# Stored dataset items
================

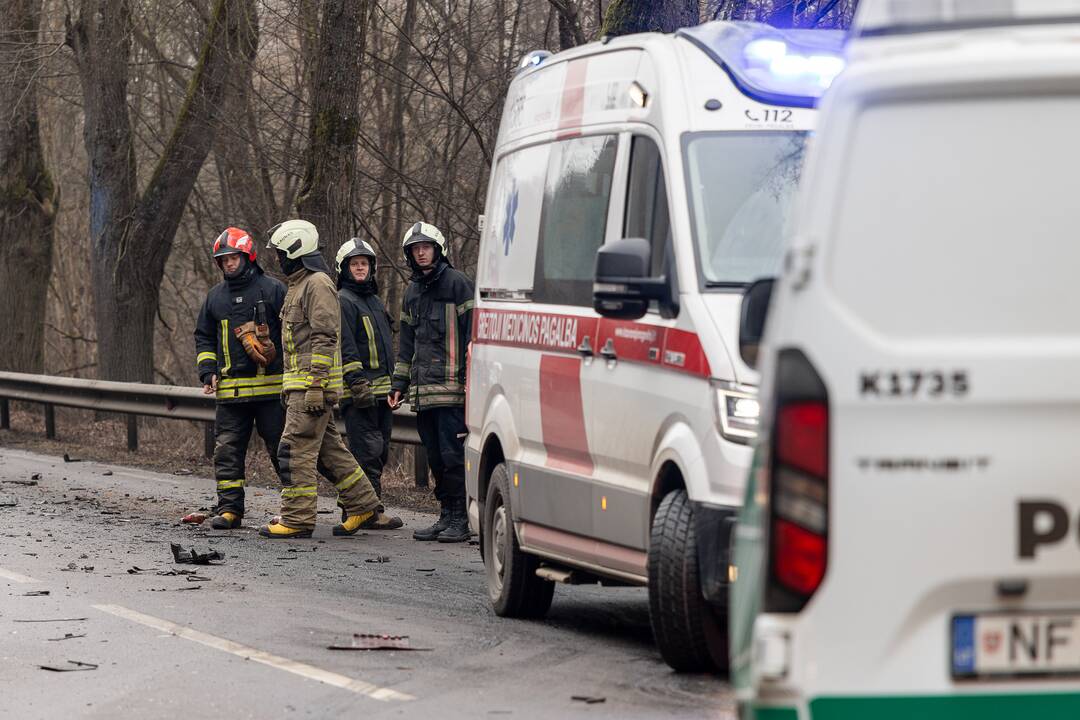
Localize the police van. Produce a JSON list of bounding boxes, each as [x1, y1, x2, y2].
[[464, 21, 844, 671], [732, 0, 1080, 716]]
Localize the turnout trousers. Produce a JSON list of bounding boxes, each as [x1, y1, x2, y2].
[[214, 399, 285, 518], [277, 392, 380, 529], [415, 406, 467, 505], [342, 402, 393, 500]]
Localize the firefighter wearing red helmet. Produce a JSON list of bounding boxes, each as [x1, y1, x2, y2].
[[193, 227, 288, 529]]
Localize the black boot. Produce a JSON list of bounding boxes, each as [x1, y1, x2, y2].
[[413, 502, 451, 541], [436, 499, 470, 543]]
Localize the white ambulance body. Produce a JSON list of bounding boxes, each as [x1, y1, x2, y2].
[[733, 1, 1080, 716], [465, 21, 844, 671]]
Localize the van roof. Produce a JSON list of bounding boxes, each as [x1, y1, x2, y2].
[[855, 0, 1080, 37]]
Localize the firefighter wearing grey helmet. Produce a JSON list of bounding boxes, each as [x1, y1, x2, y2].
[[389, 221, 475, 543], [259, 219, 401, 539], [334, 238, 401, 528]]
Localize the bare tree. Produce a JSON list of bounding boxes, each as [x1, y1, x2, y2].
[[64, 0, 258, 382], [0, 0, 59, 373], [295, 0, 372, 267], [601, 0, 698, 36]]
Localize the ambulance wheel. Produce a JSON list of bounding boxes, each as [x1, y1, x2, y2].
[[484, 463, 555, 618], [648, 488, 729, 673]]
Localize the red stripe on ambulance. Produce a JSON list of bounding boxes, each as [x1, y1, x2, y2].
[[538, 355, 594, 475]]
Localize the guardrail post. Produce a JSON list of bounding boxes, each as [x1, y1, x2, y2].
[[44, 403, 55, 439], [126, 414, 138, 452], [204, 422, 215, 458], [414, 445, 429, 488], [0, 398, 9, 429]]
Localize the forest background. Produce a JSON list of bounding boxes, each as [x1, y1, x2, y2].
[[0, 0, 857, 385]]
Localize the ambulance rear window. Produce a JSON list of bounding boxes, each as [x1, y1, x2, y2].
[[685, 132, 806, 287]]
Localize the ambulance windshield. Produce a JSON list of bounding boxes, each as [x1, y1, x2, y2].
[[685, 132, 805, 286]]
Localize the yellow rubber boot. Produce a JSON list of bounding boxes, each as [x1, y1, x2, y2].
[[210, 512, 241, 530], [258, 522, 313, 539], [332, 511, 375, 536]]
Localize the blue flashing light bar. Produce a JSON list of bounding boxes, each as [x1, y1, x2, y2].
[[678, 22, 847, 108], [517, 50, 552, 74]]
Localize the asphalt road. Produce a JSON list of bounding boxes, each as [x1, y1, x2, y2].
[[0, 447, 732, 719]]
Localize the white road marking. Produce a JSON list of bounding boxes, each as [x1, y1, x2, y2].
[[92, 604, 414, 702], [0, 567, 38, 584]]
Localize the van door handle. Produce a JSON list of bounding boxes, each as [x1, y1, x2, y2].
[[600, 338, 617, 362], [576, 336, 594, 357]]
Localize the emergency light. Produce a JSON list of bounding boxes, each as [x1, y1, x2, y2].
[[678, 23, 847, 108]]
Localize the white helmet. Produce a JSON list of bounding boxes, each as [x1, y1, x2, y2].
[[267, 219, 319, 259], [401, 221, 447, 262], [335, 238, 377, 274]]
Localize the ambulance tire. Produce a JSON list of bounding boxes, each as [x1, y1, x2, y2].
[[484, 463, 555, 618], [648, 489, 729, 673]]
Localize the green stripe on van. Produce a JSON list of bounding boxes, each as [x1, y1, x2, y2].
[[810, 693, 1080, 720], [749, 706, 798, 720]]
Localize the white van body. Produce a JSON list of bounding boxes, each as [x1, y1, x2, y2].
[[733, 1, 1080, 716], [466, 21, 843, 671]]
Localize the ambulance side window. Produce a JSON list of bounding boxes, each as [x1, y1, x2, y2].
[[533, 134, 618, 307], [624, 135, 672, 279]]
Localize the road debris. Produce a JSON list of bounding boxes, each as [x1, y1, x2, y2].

================

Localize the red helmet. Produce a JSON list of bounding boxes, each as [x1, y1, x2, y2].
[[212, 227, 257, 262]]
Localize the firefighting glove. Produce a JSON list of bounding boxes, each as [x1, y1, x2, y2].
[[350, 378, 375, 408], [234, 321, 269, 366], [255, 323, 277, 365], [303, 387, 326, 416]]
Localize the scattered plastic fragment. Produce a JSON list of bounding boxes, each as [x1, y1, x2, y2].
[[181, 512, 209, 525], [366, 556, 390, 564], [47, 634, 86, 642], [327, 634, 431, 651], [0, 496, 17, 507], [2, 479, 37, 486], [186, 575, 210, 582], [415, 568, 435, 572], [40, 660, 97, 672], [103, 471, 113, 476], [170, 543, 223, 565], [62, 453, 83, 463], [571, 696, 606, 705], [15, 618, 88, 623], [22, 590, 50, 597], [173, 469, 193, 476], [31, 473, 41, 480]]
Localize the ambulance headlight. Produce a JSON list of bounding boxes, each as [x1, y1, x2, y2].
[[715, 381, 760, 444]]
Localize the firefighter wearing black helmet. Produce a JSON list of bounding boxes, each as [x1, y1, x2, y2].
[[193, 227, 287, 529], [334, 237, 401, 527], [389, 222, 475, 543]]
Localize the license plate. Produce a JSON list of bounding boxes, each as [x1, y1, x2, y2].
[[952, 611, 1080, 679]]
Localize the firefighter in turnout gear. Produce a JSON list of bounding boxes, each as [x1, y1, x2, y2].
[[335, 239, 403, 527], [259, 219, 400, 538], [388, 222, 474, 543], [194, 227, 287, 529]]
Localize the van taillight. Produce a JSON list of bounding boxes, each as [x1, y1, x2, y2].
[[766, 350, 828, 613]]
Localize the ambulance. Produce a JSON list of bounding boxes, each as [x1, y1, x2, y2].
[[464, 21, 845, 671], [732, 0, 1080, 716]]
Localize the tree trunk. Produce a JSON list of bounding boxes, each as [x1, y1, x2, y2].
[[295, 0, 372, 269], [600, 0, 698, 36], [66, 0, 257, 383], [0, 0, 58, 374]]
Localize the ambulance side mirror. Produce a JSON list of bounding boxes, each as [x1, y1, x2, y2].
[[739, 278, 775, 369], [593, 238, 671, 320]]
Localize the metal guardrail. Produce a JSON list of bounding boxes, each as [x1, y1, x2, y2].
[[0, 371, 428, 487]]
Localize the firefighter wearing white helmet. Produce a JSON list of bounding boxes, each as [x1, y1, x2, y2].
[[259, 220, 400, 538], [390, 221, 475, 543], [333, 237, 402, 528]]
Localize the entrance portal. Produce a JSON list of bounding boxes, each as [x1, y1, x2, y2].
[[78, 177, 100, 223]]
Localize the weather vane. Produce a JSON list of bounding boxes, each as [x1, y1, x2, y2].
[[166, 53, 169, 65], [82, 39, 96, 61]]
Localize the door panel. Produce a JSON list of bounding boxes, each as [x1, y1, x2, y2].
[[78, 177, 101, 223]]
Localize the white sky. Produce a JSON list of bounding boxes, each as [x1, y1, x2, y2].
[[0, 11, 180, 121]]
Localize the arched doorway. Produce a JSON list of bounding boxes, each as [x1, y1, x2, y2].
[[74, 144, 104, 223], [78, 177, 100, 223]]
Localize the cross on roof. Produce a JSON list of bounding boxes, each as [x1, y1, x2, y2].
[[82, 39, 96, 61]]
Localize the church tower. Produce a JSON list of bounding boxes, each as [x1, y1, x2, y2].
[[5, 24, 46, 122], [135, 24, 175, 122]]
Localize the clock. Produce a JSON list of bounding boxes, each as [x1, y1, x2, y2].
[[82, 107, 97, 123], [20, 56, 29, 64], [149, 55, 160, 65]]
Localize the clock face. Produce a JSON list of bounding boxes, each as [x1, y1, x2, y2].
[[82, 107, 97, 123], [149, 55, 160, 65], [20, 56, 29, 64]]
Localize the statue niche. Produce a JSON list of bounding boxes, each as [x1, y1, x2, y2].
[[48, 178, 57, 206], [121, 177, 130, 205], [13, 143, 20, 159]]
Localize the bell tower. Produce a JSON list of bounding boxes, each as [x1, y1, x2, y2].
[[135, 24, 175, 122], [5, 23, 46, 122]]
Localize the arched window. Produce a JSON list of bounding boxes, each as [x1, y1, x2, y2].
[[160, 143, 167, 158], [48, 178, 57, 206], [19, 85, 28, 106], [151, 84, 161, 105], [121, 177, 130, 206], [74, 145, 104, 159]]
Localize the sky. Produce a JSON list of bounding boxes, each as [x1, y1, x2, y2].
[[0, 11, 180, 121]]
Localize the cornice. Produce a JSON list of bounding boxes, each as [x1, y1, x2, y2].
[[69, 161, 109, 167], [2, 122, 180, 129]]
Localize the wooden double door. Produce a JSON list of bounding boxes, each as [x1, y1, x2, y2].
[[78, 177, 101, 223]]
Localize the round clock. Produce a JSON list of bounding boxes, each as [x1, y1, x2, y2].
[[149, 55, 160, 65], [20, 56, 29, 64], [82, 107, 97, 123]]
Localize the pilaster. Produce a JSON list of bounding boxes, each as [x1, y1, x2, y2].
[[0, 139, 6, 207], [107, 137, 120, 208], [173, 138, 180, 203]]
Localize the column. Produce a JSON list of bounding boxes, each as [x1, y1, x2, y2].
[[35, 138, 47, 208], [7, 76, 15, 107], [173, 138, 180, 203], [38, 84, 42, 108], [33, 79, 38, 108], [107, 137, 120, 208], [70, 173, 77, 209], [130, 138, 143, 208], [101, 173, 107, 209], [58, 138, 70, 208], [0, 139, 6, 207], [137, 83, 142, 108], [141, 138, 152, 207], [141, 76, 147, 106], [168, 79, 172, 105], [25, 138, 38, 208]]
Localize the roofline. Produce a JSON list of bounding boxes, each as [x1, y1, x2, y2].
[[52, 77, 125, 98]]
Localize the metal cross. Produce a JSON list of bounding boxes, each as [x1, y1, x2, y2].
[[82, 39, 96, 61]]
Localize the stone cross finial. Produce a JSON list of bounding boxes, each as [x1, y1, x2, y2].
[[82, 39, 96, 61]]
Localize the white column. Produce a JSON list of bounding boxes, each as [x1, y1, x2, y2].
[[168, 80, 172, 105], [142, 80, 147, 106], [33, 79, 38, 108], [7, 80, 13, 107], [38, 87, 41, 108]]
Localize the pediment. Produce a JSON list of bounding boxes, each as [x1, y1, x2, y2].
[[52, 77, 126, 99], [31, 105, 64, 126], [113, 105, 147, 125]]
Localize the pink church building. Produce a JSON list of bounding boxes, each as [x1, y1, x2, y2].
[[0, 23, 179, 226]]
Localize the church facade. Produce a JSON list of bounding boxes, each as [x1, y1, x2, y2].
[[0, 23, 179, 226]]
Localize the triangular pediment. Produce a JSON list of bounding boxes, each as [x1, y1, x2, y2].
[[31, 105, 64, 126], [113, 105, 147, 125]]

================

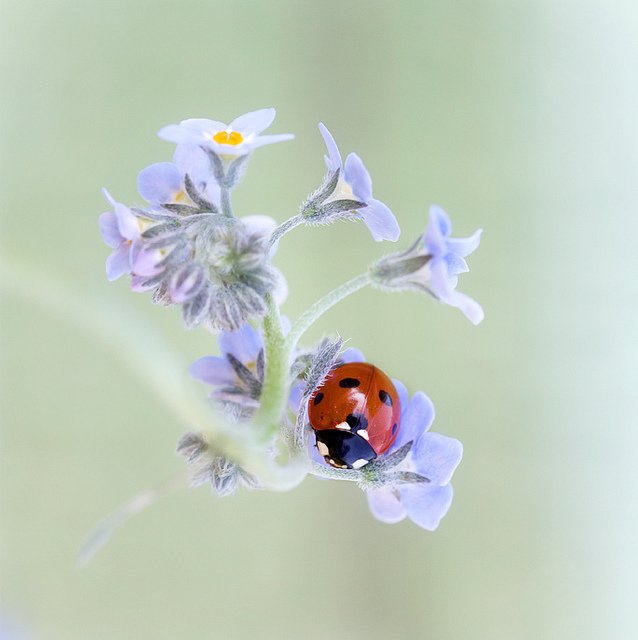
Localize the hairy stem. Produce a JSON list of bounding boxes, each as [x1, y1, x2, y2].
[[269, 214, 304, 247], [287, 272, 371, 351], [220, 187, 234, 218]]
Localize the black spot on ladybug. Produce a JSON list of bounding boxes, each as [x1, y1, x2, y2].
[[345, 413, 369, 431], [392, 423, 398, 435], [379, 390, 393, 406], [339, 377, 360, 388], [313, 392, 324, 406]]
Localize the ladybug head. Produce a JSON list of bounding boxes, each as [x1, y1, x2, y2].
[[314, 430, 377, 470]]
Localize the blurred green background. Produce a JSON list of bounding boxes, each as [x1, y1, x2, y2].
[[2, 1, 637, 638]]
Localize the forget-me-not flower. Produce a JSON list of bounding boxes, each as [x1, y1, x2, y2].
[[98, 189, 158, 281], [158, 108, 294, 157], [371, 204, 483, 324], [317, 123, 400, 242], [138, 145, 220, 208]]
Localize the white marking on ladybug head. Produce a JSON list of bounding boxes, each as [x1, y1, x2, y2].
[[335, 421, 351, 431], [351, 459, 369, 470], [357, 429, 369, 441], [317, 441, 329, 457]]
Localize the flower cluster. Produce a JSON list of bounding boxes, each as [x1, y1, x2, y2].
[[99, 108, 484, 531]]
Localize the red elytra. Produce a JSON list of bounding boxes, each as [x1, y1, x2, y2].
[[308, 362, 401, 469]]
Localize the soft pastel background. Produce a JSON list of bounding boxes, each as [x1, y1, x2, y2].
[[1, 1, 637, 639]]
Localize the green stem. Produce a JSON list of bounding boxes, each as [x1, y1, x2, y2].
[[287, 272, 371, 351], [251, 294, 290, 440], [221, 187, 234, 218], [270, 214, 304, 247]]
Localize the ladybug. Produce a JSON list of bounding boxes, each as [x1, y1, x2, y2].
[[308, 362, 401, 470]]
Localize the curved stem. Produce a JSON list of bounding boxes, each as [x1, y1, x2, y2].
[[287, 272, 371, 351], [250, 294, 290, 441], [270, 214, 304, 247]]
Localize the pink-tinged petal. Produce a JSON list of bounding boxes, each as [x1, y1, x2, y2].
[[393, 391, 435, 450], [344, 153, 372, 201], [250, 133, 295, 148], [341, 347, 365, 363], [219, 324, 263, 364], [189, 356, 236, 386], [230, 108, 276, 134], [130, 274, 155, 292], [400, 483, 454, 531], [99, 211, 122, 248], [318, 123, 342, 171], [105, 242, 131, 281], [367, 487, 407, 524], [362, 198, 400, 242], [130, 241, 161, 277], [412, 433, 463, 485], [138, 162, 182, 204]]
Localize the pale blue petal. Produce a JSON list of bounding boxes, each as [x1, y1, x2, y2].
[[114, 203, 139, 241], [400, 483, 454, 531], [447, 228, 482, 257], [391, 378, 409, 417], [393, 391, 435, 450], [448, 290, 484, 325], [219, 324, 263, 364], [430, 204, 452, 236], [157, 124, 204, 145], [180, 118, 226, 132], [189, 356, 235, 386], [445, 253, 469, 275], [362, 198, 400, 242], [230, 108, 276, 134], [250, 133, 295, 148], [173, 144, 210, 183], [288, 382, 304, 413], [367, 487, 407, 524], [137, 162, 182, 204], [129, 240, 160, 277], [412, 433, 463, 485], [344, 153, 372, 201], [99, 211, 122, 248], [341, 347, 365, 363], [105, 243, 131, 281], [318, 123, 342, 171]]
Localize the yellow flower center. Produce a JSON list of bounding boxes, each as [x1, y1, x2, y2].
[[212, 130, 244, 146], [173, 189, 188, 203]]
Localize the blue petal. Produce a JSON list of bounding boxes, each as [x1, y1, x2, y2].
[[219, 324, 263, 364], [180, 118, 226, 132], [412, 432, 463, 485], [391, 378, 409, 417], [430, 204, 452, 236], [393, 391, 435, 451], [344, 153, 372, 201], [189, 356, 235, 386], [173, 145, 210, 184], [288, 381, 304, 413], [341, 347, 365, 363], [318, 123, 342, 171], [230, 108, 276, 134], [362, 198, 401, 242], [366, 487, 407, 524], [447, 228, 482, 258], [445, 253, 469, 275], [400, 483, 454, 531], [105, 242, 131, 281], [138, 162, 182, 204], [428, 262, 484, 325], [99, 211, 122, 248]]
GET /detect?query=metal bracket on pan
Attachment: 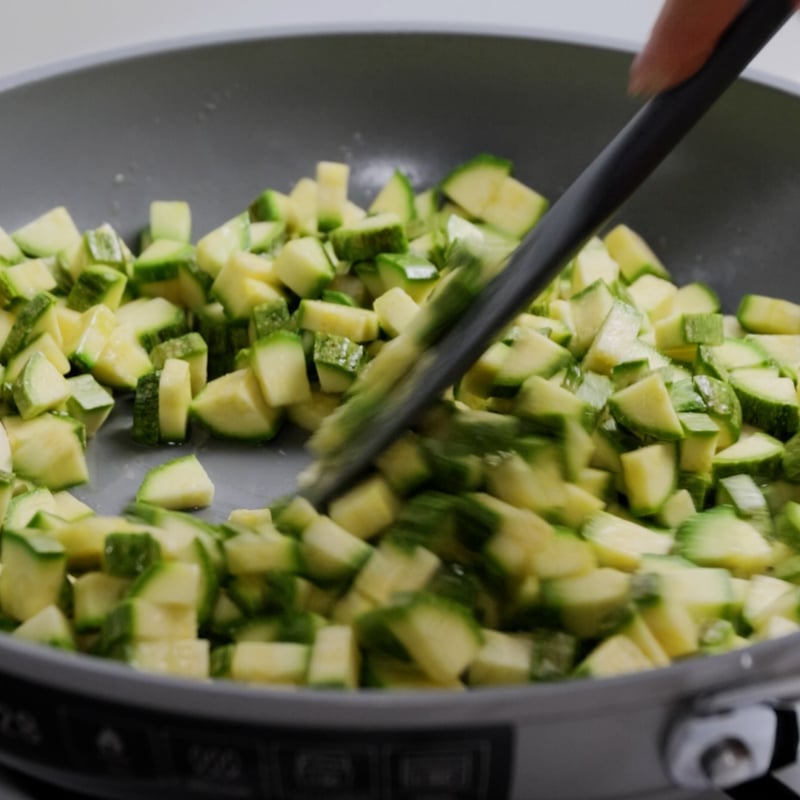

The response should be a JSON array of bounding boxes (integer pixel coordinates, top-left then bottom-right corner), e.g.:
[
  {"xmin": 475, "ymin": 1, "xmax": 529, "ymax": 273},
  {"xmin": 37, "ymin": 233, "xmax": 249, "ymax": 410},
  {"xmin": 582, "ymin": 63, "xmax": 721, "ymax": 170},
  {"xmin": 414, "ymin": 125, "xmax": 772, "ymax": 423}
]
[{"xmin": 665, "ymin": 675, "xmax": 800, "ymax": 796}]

================

# ACTIVITY
Could you reproduce exactly the lines of the entries above, from the one with "Localize the blue flashing" through the one with "Localize the road", and nothing else?

# FINISHED EXERCISE
Localize the blue flashing light bar. Produce a JSON list of bounding boxes, each as [x1, y1, x2, y2].
[[678, 22, 847, 108], [517, 50, 552, 74]]
Localize the asphalt road. Produce a JSON list of bounding boxes, each as [x1, y1, x2, y2].
[[0, 447, 732, 719]]
Localize the white road marking. Produce a JSON list of bounding boxes, each as [x1, y1, x2, y2].
[[92, 604, 414, 702], [0, 567, 38, 584]]
Localize the van door handle. Produce a JSON list of bounding boxes, each as [x1, y1, x2, y2].
[[600, 338, 617, 362], [576, 336, 594, 357]]
Localize the emergency light. Produce a JSON list of bounding boxes, each as [x1, y1, x2, y2].
[[678, 23, 847, 108]]
Localize the white helmet. Produce a JSON list of bounding boxes, each as [x1, y1, x2, y2].
[[267, 219, 319, 259], [401, 221, 447, 262], [335, 238, 377, 274]]
Localize the ambulance tire. Produce a JSON list of bounding boxes, each as [x1, y1, x2, y2].
[[484, 463, 555, 618], [648, 489, 729, 673]]
Localize the green stripe on van. Produce a JSON list of bounding boxes, each as [x1, y1, x2, y2].
[[810, 693, 1080, 720], [749, 706, 798, 720]]
Localize the white van body. Produce a JSON list of bounding boxes, each as [x1, y1, x2, y2].
[[733, 1, 1080, 716], [466, 21, 843, 671]]
Localize the ambulance side window. Produce a JSON list of bounding boxes, each as [x1, y1, x2, y2].
[[533, 134, 618, 307], [624, 135, 672, 279]]
Localize the road debris. Produce a JSON list of bounding boxes, each as [x1, y1, x2, y2].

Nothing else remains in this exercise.